_TASKS FOR THIS EXERCISE_
(A) In the troubleshooting guide, what causes training to crash with "Killed"?
(B) Copy the part of the troubleshooting guide from "3. Wrong symmetry: Verify" up to and including "consumption massively grow.".

_TEXT SEGMENT_
Training crashes with “Killed”

Symptoms: Process killed with no error message.

Cause: System OOM (out of RAM, not GPU memory).

Solutions:

  1. Reduce workers:

--num_dataworkers 2
  1. Reduce batch size:

--batch_size 16
  1. Monitor memory:

watch -n 1 free -h

Checkpoints not saving

Symptoms: No .ckpt files in train_save_dir/version_0/half1/checkpoints/

Solutions:

  1. Check disk space:

df -h /path/to/train_save_dir
  1. Check write permissions:

ls -ld /path/to/train_save_dir
  1. Verify training completes at least one epoch: Check logs for validation step completion


Inference Issues

Predicted poses are random

Symptoms:

  • Angular error > 90°

  • Reconstruction looks like noise

Causes and solutions:

  1. Wrong checkpoint directory:

# Should point to version_0, not to half1 or half2
--checkpoint_dir /path/to/training/version_0
# NOT: /path/to/training/version_0/half1
  1. Model not trained: Check training logs to verify training completed

  2. Different molecule: Model trained on different protein than inference data

  3. Wrong symmetry: Verify symmetry matches training

Reconstruction is blurry

Causes and solutions:

  1. Insufficient local refinement:

--config projmatching.grid_distance_degs=10.0

Note. Increasing this parameter will make running times and memory consumption massively grow.

  1. Too strict confidence filtering:

--config inference.directional_zscore_thr=1.5
  1. Not enough particles passing filter: Check output .star file size

  2. Wrong reference map: Provide better reference:

--reference_map /path/to/good_reference.mrc

“No particles passed confidence threshold”

Symptoms:

Warning: No particles passed directional_zscore_thr=2.0

Solutions:

  1. Lower threshold:

--config inference.directional_zscore_thr=1.0
  1. Disable filtering:

--config inference.directional_zscore_thr=None
  1. Check if model and data match: Verify you’re using the correct trained model

Inference slower than expected

Solutions:

  1. Increase batch size:

--batch_size 64

But this increases GPU memory consumption

  1. Reduce top_k predictions: If you enabled inference.top_k_poses_nnet>1, then decrease the number

--config inference.top_k_poses_nnet=1
  1. Skip reconstruction if not needed:

--config inference.skip_reconstruction=True
  1. Use GPU:

--config inference.use_cuda=True
  1. Compile model:

--compile_model

Data Issues

CTF parameters missing

Symptoms:

KeyError: '_rlnDefocusU'

Solution:

CryoPARES requires CTF parameters in .star file. Ensure your .star file was generated after CTF estimation (e.g., CTFFIND or Gctf in RELION).

_DATA LISTING_

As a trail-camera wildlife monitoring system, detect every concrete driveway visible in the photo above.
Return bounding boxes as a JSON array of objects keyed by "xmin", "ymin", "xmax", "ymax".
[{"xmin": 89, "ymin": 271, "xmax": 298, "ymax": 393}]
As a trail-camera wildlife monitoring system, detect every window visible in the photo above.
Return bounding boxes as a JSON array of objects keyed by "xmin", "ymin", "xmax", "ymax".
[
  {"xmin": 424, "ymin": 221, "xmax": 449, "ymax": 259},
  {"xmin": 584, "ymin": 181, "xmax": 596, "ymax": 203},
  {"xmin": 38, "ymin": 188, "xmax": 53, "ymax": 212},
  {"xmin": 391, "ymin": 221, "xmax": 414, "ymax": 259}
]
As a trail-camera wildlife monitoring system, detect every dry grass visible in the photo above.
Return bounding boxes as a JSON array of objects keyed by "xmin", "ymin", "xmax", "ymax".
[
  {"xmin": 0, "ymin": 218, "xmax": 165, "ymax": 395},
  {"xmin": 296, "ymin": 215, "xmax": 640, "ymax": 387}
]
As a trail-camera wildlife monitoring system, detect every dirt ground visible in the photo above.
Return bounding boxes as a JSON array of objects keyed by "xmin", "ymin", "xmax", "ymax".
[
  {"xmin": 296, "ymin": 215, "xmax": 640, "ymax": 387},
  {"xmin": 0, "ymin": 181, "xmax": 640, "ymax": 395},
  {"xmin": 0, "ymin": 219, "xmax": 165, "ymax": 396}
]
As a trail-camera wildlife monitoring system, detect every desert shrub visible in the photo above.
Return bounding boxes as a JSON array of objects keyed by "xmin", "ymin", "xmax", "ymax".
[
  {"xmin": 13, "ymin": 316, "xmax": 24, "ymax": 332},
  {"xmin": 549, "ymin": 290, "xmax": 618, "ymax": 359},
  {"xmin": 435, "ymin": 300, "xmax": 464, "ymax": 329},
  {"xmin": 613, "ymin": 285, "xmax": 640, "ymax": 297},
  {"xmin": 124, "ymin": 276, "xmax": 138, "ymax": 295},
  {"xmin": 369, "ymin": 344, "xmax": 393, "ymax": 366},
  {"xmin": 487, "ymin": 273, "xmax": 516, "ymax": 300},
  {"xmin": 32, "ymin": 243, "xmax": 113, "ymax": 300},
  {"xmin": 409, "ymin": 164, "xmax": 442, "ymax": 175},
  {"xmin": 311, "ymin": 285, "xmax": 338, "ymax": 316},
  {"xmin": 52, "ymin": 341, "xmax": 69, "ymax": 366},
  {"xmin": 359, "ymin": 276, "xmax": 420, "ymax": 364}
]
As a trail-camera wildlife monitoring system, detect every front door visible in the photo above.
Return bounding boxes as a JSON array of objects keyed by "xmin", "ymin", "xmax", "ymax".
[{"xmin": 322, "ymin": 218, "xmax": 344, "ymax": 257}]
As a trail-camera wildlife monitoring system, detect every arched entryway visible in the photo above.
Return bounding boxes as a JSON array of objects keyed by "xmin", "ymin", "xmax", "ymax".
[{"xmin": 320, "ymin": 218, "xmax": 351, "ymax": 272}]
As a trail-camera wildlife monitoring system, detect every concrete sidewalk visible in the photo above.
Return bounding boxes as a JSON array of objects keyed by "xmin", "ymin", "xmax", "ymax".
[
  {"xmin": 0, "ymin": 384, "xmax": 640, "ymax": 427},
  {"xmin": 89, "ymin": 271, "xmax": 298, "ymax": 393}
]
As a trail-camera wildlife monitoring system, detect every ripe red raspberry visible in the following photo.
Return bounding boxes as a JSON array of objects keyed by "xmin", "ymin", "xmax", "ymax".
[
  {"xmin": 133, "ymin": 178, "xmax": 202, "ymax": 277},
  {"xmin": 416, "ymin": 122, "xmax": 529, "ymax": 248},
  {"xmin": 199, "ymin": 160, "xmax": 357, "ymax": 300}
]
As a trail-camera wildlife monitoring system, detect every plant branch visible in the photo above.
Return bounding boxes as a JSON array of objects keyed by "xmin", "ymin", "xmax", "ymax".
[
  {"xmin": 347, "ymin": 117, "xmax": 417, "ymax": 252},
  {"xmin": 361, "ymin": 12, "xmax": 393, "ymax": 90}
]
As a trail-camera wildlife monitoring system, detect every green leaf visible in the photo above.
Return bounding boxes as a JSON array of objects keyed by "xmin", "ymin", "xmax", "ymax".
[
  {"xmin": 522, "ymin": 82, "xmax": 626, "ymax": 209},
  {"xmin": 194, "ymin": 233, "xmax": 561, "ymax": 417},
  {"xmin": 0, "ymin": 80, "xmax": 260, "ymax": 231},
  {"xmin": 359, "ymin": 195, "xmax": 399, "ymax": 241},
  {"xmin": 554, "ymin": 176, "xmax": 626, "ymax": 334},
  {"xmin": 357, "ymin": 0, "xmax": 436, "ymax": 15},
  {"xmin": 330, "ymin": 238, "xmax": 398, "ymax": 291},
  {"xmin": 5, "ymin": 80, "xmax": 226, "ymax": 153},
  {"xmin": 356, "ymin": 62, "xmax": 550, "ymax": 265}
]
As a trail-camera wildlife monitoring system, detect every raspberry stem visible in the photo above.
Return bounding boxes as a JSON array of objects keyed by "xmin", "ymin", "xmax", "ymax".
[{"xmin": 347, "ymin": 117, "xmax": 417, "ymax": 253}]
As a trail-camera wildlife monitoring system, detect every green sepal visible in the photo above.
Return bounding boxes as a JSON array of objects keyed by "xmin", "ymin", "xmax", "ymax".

_PER-TASK OUTPUTS_
(A) A system out-of-memory condition: the machine runs out of RAM, not GPU memory.

(B)
3. Wrong symmetry: Verify symmetry matches training

Reconstruction is blurry

Causes and solutions:

  1. Insufficient local refinement:

--config projmatching.grid_distance_degs=10.0

Note. Increasing this parameter will make running times and memory consumption massively grow.